PASSAGE:
Plans and Concurrency Limits

Explaining how subscription tiers translate to concurrent inference call maximums.

Unlike most serverless offerings that bill by tokens (and create in monthly billed amounts) Featherless plans are effectively reservations of capacity, deteriming the maximum size and concurrency of accessible models.

Individual plans are designed to enable use of even the largest models in our catalogue, and concurrent connections of smaller models, whereas businesses plans are designed to enable easy scaling from 2 concurrent requests to infinity.

Model Concurrency Costs

Each model has concurrency cost based on its size

*Model Sizes*	*Concurrency Cost*	*Example Models*
7B to 15B	1	Qwen 2.5 7B, Llama2 13B
24B to 34B	2	Qwen 32B coder, Mistral 3 24B
70B and 72B	4	Llama 3.3 70B, Qwen 2.5 72B
Deepseek & Kimi-K1	4 (individual plans only)	Deepseek v3, R1 & Kimi-K2

Plans and Allotments

Feather Basic

Concurrency Allotted: 2
Maximum model size: 15B
What You Can Run:
- 2 concurrent requests to any model ≤15B

Feather Premium

Concurrency Allotted: 4
Maximum model size: no limit (i.e. deepseek v3,r1 & Kimi-K2 included)
What You Can Run:
- 4 concurrent requests to models ≤15B, OR
- 2 concurrent requests to models ≤34B, OR
- 1 concurrent request to any model ≥70B, OR
- Any combination with concurrency cost up to 4

Feather Scale

Concurrency Allotted: 8 per scale unit
Maximum Model Size: 72B (i.e. deepseek v3 and r1 currently excluded)
What You Can Run:
- 8 concurrent requests to models ≤15B, OR
- 4 concurrent requests to models ≤34B, OR
- 2 concurrent requests to models ≤70B, OR
- Any combination with concurrency cost up to 8

Examples

Feather Premium Examples

Example 1: Run 4 simultaneous requests to Qwen2.5-7B (≤15B)

DATASET ENTRIES:
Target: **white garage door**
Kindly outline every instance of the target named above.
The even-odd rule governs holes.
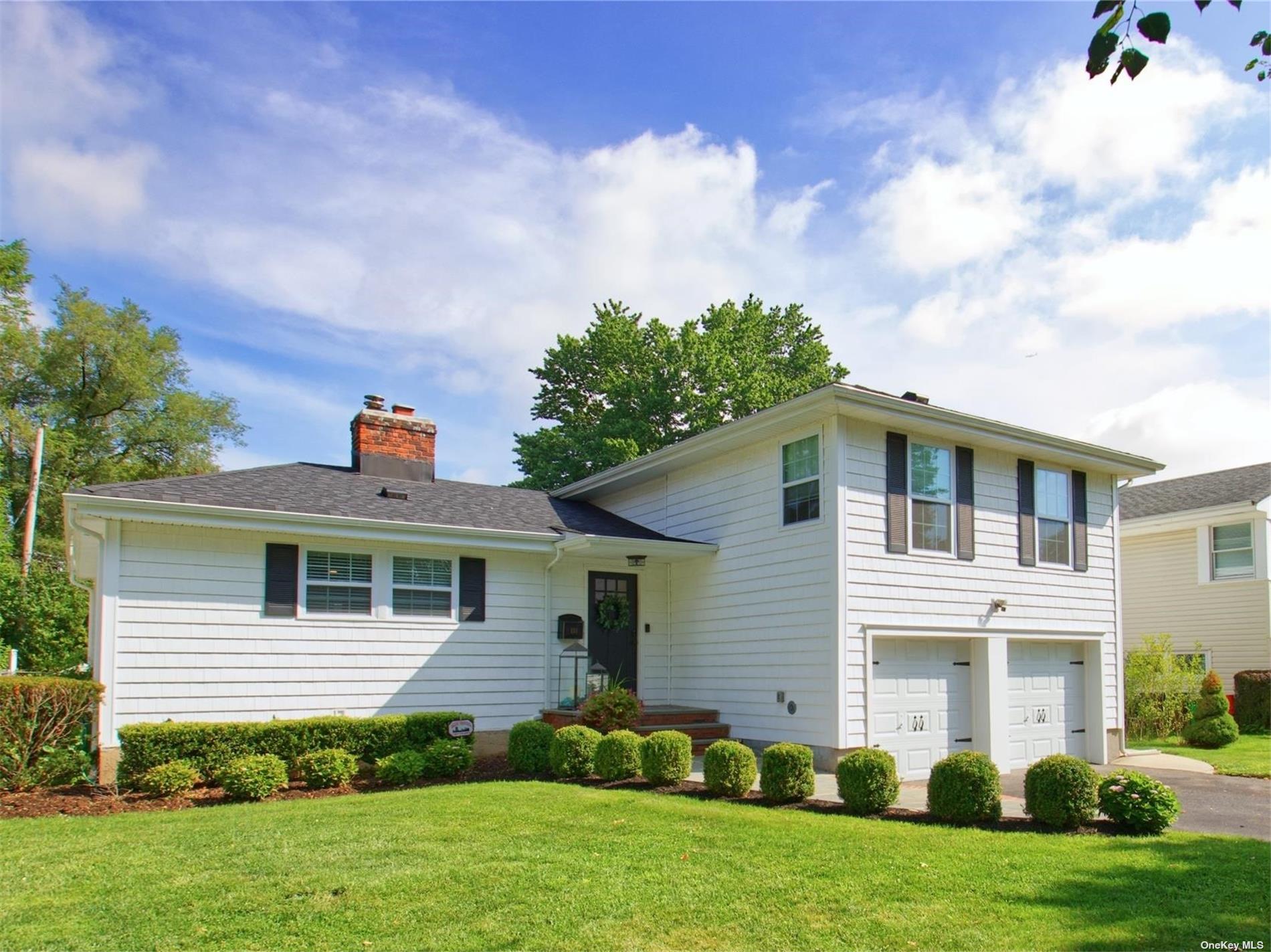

---

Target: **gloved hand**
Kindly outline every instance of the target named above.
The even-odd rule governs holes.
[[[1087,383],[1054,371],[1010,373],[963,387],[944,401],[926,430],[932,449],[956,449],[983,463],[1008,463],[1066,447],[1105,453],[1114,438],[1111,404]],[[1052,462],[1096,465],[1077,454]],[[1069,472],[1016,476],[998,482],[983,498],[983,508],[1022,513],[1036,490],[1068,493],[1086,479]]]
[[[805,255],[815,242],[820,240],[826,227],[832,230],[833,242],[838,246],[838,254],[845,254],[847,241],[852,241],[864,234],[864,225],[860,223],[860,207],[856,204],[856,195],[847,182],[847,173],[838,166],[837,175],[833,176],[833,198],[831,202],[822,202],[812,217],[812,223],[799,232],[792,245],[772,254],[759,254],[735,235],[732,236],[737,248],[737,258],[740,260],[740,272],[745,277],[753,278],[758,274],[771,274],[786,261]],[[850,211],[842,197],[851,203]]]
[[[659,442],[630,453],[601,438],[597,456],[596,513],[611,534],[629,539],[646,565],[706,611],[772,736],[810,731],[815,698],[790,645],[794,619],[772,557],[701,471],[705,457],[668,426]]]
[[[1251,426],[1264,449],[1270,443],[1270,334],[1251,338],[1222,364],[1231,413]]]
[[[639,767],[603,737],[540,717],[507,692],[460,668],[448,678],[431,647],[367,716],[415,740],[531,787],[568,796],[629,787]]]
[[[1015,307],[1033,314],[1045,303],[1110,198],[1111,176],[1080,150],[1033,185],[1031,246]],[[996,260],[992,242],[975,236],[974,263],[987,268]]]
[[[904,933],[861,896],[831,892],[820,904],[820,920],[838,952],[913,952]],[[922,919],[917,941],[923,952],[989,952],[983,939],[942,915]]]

PROBLEMS:
a: In the page on plans and concurrency limits, how much concurrency does Feather Scale allot?
b: Name every subscription plan that the page on plans and concurrency limits describes.
c: Carry the page on plans and concurrency limits forward from its last line.
None of the listing is needed here.

ANSWERS:
a: 8 per scale unit.

b: Feather Basic, Feather Premium, Feather Scale

c:
Example 2: Run 2 simultaneous requests to Qwen2.5-32B (24-32B)
Example 3: Run 1 simultaneous request to Qwen2.5-72B (≥70B)
Example 4 (Mixed): Run 1 Qwen2.5-32B (cost 2) + 2 Qwen2.5-7B (cost 1 each) = Total cost 4

Feather Scale Examples

Example 1: Run 8 simultaneous requests to Qwen2.5-7B (≤15B)
Example 2: Run 4 simultaneous requests to Qwen2.5-32B (24-32B)
Example 3: Run 2 simultaneous requests to Qwen2.5-72B (≥70B)
Example 4 (Mixed): Run 1 Qwen2.5-72B (cost 4) + 2 Qwen2.5-32B (cost 2 each) = Total weight 8

Combinations

Your total concurrency usage is calculated by adding the concurrency cost of all models being inferenced simultaneously. For example:

1 model with cost 2 + 2 models with cost 1 = Total concurrency cost 4
1 model with cost 4 + 2 models with cost 2 = Total concurrency cost 8

Requests that would take the total concurrency cost above the subscriber’s purchased allotment are rejected with HTTP status code 429.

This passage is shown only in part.